• **EXTRAIT DU DOCUMENT**
--- --- ---

À lire aussi > Renault : pour survivre, le constructeur automobile veut vendre… moins
Fini les rabais à l’achat
Covid-19, crise des semi-conducteurs et même guerre en Ukraine ont permis aux constructeurs de gonfler leurs marges. Ils ont préféré octroyer les puces électroniques dont ils disposaient à la fabrication de leurs modèles les plus onéreux, qui sont les plus rentables. D’autre part, profitant de la pénurie mondiale de véhicules neufs, les marques ont fermé le robinet des rabais à l’achat.

Les prix de vente des voitures neuves ont ainsi explosé : 46 000 dollars en moyenne à l’heure actuelle aux États-Unis, soit +12 % sur un an. En France, le prix de vente moyen serait aux alentours de 27 000 euros à ce jour, en forte hausse lui aussi.

--- --- ---

[Entrées enregistrées]
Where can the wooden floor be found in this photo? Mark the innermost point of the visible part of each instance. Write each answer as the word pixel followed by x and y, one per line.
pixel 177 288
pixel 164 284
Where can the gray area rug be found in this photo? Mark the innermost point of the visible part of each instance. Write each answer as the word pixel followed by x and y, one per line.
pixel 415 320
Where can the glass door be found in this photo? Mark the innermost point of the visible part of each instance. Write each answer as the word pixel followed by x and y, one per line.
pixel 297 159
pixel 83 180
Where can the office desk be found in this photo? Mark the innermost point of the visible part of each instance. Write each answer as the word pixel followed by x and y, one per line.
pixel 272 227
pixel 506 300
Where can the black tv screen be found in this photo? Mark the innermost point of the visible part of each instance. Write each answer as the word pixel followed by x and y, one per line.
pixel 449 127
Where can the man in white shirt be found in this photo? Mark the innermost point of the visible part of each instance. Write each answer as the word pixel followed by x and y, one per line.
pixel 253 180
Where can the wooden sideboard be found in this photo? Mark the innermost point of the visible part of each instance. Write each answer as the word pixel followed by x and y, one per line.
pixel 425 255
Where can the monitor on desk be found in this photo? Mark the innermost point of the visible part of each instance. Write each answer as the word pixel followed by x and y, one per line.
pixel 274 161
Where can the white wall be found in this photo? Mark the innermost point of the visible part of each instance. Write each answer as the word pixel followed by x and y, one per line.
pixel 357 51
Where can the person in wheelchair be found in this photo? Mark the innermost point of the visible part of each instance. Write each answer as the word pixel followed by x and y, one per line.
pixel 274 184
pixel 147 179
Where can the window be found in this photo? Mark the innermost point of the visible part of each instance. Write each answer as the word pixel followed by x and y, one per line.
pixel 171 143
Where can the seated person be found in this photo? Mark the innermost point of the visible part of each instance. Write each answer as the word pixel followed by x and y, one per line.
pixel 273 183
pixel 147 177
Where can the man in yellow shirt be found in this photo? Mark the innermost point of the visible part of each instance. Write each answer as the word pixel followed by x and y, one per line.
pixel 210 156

--- --- ---

• **EXERCICES**
1 – Relevez tous les événements que l'extrait sur les prix des voitures neuves présente comme ayant permis aux constructeurs de gonfler leurs marges.
2 – Poursuivez l'extrait sur les prix des voitures neuves après sa dernière phrase.

• **RÉPONSES PAR EXERCICE**
1 – Covid-19 ; crise des semi-conducteurs ; guerre en Ukraine

2 –
Une nouvelle ère s’ouvre-t-elle pour l’industrie automobile ? « Attention, à force d’user et d’abuser du combiné augmentation des prix/réduction des moyens commerciaux, on commence à perdre le client » fait observer Marc Bruschet, le président de la branche Concessionnaires de Mobilians (syndicat des professionnels de l’auto).
À lire aussi > Comment la voiture devient peu à peu un produit de luxe
Il ajoute : « Si la situation actuelle persiste, l’automobile va devenir un produit de luxe porté par les constructeurs premium. Pour les généralistes, la baisse des volumes sera drastique et les véhicules seront très standardisés, afin de demeurer rentables », analyse-t-il. Une telle politique mènerait in fine à la disparition de la voiture populaire, dont une immense majorité de citoyens a toujours besoin pour aller travailler.
Marques asiatiques en embuscade
Une situation, impensable hier, qui « inquiète » le directeur du Groupe d’étude et de recherche permanent sur l’industrie et les salariés de l’automobile (Gerpisa, rattaché à l’ENS Paris-Saclay) : « Cette situation ne peut pas durer, estime Tommaso Pardi, les constructeurs seront obligés de revenir à un autre modèle. Ils ont besoin de faire tourner les usines et puis la concurrence va reprendre ».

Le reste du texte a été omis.